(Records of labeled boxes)
########################################
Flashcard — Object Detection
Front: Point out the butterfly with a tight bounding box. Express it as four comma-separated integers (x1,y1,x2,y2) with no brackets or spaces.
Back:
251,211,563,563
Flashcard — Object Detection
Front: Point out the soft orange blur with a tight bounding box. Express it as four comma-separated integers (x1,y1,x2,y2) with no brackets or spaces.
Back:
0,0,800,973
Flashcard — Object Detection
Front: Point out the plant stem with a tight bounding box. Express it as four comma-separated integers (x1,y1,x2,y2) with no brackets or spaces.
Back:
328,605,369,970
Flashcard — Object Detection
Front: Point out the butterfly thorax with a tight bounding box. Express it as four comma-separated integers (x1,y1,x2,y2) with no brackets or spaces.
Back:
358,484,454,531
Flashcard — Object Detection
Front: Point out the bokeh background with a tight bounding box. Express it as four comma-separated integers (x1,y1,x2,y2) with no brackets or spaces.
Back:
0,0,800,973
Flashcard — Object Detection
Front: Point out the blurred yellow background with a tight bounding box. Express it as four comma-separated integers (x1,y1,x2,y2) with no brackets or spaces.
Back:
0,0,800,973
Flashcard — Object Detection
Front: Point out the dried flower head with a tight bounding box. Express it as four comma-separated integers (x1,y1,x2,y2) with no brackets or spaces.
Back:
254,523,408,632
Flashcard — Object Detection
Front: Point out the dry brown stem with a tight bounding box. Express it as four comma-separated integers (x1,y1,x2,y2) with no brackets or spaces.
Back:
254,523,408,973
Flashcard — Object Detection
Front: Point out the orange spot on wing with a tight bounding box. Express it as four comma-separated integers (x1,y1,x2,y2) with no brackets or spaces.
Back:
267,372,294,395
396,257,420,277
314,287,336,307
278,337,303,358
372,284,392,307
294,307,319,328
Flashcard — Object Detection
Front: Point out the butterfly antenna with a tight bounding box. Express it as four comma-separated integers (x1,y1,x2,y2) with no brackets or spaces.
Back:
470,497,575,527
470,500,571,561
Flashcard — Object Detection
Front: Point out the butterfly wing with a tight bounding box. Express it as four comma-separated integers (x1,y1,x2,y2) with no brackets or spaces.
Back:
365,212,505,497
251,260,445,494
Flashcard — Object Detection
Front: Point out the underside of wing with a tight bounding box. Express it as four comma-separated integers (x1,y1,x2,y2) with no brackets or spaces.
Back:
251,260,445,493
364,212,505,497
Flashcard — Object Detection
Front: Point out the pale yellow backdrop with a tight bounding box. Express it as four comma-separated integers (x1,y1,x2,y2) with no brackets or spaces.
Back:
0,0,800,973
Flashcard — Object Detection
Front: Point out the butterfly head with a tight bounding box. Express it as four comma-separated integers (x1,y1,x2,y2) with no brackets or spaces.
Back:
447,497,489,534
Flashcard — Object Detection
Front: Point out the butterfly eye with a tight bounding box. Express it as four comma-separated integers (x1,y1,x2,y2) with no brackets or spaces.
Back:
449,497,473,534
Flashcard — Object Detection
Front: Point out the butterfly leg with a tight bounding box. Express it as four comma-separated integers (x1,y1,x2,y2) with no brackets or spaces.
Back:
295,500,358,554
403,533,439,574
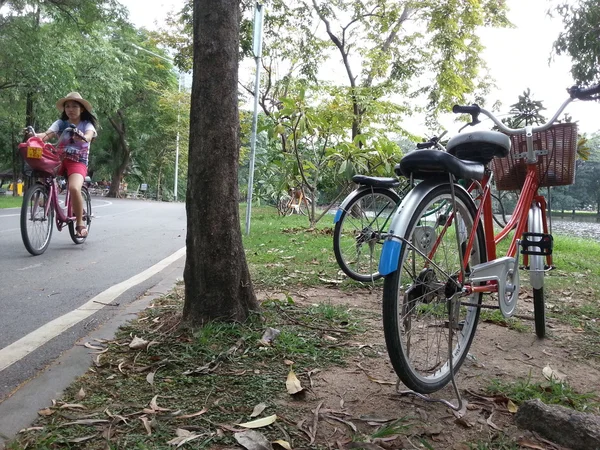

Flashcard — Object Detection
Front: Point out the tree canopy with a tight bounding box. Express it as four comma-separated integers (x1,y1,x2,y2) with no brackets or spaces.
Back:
554,0,600,83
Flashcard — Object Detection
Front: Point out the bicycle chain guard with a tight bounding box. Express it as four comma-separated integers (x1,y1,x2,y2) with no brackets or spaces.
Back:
471,253,520,318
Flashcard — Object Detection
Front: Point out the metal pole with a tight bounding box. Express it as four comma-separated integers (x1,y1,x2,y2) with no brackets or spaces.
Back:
173,71,183,201
246,3,263,235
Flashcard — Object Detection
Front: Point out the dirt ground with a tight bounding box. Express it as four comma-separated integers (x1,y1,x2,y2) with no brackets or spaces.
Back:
260,288,600,450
########################################
▶ [Task details]: Please count the lines of the items above that contain the string "wing", with case counting, and give only the number.

▶ [Result]: 3